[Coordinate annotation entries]
-- Start --
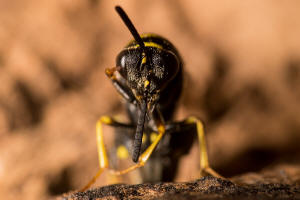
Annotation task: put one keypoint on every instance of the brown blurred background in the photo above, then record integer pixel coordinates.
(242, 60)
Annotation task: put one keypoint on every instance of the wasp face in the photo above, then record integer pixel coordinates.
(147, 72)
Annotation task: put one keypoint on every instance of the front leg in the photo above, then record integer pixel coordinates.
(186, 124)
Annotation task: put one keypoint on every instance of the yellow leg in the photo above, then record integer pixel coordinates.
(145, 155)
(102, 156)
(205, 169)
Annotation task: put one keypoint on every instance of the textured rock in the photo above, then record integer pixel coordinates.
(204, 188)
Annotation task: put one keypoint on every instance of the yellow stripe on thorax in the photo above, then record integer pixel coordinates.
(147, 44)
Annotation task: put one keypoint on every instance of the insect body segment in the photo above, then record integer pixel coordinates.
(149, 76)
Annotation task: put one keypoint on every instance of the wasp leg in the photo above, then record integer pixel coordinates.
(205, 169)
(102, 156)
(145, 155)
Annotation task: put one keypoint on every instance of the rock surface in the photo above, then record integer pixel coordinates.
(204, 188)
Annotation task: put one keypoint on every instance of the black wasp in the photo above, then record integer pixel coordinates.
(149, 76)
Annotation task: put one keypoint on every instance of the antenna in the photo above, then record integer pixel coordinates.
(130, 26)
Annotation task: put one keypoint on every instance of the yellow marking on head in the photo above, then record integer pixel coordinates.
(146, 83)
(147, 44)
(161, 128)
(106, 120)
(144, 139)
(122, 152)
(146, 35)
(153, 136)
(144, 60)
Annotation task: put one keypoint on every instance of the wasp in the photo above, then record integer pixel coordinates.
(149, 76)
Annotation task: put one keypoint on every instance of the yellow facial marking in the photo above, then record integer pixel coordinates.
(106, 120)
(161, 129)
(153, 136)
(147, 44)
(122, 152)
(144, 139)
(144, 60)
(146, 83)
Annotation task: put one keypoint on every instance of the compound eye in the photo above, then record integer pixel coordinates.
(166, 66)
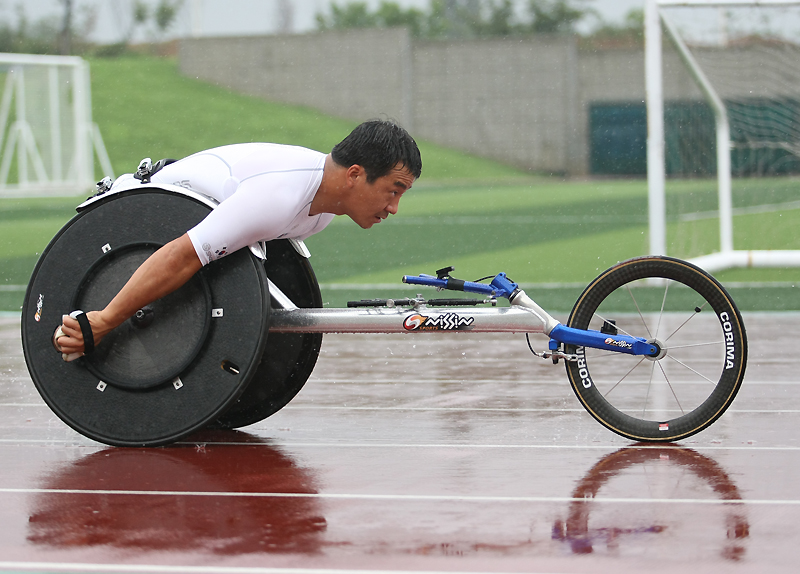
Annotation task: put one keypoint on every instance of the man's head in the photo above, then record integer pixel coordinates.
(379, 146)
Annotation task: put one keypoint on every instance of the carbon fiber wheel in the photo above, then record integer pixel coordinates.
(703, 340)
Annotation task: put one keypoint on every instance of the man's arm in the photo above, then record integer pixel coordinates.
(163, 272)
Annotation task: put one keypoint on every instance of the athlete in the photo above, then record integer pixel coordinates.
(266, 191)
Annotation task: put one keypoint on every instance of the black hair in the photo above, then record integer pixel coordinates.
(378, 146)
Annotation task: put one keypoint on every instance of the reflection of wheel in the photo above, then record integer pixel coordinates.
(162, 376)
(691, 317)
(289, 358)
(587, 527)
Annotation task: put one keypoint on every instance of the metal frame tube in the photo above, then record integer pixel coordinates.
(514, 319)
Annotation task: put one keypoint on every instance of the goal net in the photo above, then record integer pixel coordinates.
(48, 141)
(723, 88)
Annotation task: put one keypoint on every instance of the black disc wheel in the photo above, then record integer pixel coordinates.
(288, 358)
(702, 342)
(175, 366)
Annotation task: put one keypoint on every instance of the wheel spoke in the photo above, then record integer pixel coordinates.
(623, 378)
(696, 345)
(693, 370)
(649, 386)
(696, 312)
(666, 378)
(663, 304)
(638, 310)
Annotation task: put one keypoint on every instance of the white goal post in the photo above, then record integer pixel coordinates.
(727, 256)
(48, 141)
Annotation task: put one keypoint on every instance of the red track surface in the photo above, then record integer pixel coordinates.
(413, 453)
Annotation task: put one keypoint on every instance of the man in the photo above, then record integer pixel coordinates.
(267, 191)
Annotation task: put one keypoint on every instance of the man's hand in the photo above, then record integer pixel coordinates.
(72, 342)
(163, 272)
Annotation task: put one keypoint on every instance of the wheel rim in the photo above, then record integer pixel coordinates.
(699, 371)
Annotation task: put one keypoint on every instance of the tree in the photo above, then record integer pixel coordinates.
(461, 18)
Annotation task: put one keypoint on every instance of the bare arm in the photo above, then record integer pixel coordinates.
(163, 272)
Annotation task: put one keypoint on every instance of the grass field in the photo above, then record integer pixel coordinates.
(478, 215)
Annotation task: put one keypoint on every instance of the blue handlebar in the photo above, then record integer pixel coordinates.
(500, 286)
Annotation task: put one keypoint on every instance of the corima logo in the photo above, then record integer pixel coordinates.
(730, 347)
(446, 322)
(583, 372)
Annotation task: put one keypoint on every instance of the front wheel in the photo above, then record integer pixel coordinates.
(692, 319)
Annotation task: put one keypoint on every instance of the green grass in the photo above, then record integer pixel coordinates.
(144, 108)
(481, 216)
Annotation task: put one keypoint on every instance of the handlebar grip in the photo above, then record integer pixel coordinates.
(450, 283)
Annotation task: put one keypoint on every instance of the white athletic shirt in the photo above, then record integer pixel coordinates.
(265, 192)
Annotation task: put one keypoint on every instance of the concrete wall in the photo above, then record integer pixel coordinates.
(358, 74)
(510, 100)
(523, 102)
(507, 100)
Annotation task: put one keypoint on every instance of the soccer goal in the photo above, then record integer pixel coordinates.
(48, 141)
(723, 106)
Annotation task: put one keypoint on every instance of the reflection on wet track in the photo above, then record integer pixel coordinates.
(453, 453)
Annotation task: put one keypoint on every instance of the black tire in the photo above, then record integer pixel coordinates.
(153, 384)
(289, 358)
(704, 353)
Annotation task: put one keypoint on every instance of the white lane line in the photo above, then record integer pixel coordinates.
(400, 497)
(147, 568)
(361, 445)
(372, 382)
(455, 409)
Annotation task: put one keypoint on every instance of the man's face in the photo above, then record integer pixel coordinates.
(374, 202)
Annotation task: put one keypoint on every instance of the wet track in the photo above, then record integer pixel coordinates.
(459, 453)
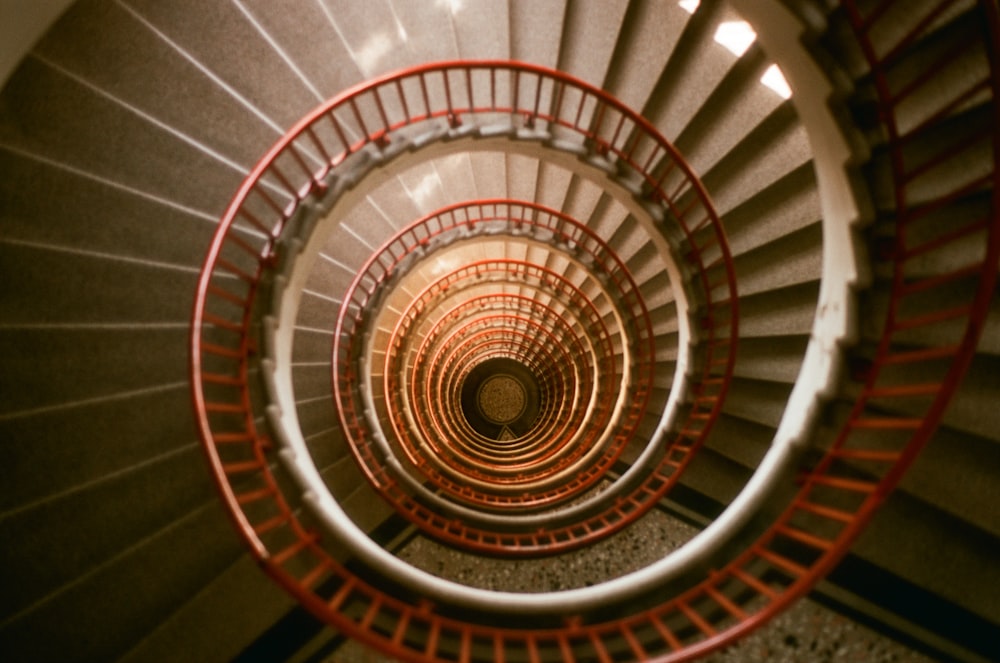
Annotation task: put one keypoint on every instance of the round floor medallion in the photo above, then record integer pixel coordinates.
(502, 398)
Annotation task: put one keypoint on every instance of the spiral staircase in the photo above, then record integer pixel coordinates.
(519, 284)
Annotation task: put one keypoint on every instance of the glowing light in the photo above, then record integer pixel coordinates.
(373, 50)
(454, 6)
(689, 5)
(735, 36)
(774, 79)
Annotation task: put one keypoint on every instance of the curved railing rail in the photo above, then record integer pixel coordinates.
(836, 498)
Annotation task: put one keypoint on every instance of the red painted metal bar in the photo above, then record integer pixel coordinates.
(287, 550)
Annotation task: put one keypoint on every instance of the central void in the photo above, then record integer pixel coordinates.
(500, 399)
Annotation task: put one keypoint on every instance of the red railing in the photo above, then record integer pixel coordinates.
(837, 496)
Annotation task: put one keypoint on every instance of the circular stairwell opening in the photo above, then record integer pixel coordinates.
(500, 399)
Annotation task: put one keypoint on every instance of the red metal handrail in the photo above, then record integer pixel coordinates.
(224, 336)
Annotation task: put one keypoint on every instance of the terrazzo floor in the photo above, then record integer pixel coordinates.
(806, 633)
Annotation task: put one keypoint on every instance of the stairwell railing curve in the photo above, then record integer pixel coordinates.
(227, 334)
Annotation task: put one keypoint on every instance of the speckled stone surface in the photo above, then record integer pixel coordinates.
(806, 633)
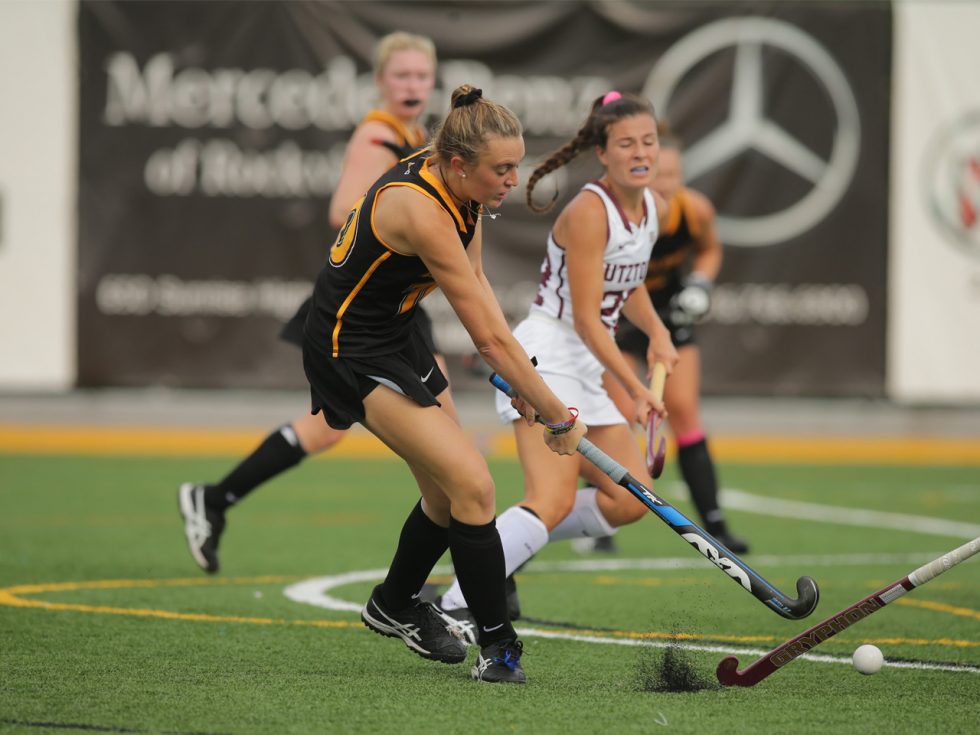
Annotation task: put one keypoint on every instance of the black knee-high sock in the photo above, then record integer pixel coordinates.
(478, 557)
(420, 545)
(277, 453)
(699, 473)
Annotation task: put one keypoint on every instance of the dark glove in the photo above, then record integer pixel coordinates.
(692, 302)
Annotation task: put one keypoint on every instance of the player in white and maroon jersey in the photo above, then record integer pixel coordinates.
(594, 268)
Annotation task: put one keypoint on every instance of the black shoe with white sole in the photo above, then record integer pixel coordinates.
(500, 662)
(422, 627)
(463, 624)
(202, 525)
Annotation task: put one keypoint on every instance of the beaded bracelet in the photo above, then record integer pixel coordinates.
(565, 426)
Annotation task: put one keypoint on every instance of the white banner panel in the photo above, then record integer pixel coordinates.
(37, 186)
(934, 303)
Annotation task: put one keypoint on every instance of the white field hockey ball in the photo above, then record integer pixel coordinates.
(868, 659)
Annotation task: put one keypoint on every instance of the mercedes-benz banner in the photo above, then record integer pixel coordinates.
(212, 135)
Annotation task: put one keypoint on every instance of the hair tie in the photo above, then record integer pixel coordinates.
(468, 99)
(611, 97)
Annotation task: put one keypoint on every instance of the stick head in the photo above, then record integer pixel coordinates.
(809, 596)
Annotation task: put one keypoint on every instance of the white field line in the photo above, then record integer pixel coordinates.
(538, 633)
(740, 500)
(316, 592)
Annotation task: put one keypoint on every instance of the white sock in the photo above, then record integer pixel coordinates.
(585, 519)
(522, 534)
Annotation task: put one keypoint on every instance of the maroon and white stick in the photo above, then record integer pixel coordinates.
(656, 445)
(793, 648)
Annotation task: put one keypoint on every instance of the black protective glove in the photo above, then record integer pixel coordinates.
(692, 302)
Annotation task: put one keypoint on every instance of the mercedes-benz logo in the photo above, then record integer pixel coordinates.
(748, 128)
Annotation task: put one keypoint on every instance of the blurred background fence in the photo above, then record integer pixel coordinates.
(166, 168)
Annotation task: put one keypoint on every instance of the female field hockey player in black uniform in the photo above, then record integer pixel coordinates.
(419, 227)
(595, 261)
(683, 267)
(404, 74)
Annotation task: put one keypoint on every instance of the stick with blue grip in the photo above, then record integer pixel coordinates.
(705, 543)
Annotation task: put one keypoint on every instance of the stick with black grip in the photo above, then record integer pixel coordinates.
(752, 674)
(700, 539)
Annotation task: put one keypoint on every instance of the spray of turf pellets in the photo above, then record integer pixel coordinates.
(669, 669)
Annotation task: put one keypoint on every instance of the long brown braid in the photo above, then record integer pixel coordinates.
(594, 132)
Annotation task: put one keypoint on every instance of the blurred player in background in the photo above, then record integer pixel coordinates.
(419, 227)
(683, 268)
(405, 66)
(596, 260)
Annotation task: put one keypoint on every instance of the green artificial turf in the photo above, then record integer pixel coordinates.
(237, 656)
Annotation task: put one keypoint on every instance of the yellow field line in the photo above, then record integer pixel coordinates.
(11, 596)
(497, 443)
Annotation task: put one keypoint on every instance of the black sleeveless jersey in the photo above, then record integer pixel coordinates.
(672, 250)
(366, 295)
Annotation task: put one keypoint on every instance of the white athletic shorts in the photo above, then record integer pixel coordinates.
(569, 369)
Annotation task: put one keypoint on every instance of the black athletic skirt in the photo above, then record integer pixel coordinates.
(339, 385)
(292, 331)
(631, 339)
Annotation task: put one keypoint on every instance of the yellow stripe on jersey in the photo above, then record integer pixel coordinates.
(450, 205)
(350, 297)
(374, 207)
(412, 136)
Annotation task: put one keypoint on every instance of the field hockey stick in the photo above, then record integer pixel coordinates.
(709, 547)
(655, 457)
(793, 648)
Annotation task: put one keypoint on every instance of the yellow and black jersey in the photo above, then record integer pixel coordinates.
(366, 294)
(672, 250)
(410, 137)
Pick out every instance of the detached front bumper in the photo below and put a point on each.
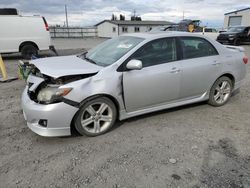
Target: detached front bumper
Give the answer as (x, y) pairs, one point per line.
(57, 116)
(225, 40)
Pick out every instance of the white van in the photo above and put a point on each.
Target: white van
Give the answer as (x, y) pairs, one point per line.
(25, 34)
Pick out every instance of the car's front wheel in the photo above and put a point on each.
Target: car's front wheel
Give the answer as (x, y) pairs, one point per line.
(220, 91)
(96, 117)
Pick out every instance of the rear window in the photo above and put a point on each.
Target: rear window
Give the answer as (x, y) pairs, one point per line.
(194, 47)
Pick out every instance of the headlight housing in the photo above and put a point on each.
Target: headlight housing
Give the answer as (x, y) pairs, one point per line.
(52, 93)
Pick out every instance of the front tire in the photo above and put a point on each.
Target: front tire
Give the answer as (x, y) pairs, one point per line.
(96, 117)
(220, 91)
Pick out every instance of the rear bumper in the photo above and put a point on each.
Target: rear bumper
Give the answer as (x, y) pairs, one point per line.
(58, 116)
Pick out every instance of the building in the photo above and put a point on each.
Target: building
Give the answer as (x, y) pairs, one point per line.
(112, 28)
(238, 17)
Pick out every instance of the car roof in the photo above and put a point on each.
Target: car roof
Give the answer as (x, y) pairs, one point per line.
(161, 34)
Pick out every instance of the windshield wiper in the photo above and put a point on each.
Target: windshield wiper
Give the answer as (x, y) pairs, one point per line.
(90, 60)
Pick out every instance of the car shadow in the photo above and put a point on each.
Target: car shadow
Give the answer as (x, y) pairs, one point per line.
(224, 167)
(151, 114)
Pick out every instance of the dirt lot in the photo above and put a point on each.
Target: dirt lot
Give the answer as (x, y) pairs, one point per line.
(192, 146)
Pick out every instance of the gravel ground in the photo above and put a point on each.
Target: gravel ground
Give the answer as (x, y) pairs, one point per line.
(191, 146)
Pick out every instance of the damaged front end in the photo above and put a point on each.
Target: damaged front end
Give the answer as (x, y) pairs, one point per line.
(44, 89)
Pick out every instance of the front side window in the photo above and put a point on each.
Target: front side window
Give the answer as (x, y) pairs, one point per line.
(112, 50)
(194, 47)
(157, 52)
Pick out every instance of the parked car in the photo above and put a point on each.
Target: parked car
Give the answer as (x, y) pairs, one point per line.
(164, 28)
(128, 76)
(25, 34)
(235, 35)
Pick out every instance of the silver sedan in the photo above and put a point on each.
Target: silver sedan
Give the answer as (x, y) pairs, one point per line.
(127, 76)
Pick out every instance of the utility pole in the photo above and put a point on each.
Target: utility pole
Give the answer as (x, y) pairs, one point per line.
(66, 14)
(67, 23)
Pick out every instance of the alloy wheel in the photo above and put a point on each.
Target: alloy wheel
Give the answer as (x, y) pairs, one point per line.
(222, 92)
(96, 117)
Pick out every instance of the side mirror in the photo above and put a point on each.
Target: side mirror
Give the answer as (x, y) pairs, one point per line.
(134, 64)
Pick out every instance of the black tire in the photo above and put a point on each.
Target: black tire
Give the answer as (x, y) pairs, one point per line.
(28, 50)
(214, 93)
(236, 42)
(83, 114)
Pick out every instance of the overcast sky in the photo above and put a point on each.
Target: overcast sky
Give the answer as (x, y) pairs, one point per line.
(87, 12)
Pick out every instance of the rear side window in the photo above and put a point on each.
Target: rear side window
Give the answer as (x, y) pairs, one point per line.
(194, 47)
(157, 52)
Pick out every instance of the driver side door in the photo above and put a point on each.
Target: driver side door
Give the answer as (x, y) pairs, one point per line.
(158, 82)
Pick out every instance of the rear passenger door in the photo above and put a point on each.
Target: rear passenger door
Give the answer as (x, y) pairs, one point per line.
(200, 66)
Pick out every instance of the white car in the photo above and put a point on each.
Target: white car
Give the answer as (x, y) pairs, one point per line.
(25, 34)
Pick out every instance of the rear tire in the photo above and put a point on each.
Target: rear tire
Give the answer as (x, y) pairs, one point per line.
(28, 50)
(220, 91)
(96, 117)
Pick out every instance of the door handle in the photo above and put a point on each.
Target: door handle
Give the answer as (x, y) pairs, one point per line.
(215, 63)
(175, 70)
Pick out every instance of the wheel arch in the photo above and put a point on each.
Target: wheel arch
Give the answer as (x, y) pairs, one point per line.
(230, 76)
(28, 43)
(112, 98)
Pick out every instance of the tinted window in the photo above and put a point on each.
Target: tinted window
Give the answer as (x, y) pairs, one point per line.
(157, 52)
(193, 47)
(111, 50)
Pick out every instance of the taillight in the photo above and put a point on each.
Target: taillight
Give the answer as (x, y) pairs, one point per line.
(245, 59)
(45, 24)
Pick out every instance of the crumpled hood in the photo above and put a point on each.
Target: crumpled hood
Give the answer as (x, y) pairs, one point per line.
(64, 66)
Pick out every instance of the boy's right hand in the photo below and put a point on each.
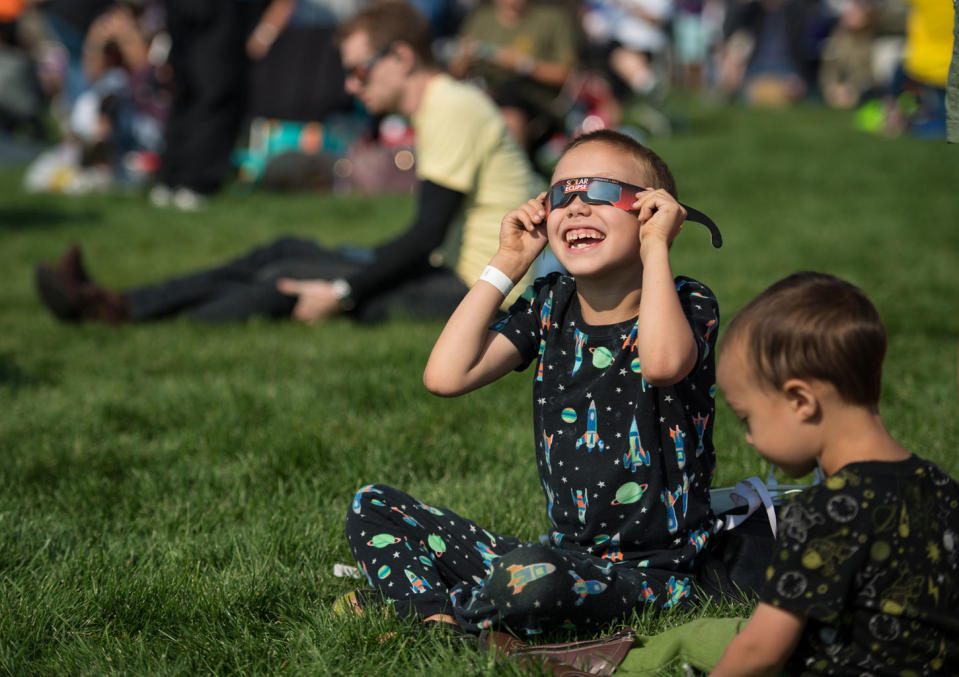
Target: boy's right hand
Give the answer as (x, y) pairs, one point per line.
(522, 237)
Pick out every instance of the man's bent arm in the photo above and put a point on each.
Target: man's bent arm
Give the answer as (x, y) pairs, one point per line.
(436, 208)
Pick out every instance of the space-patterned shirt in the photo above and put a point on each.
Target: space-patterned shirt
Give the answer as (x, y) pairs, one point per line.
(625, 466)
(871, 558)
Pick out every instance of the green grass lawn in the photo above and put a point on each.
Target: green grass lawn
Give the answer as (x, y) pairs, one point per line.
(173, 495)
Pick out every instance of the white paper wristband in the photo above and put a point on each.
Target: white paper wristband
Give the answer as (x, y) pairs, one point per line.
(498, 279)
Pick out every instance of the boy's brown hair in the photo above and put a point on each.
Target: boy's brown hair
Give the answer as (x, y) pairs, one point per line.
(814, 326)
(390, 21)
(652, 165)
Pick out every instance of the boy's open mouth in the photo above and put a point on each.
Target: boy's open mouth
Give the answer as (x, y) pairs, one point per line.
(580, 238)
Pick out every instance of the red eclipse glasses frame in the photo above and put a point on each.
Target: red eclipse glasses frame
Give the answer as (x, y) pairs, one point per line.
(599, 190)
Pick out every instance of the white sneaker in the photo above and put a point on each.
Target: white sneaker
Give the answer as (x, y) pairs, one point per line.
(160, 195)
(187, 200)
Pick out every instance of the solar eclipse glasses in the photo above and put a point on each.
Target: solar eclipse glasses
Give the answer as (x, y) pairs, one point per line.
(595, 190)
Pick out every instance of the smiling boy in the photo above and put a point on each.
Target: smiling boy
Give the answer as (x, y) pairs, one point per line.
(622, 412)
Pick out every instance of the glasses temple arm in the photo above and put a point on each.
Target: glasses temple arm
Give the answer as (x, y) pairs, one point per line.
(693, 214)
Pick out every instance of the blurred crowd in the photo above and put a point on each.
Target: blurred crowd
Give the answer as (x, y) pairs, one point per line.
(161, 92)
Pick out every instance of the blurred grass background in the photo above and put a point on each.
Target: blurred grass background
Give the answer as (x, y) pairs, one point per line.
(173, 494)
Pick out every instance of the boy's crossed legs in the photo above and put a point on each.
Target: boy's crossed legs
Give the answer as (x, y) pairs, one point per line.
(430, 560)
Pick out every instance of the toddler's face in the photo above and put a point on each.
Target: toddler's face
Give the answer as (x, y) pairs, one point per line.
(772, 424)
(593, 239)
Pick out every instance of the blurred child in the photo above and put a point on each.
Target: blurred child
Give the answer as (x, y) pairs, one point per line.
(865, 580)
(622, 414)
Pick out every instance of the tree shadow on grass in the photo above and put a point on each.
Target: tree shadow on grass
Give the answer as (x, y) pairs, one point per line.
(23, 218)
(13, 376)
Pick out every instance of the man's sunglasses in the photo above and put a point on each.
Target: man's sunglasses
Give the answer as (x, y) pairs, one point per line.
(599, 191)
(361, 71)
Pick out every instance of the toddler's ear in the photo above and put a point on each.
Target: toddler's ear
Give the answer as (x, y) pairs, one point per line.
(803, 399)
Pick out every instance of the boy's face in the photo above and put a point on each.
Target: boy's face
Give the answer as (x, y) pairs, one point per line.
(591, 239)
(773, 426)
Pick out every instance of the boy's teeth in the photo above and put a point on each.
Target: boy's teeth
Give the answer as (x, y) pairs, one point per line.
-- End --
» **PROBLEM DETAILS**: All lines from the one with "Pick out every instance of the toddler's ear" through the final line above are to be quoted exactly; quote no other line.

» **TASK RESULT**:
Pick out every instance of the toddler's ear in the photo above and put a point on each.
Target: toddler's ear
Give the answer as (x, y) pairs, one point per line.
(803, 399)
Pick out every instance of the boy's face in the photo above and put a point on each.
Target: boy's face
Give the answer as (x, y) pairs, one point per line.
(591, 239)
(773, 426)
Pick out every instance of the boy's teeth in the photo above and put a point on each.
Target: boy's teeth
Give the answer as (x, y) pairs, one point per line.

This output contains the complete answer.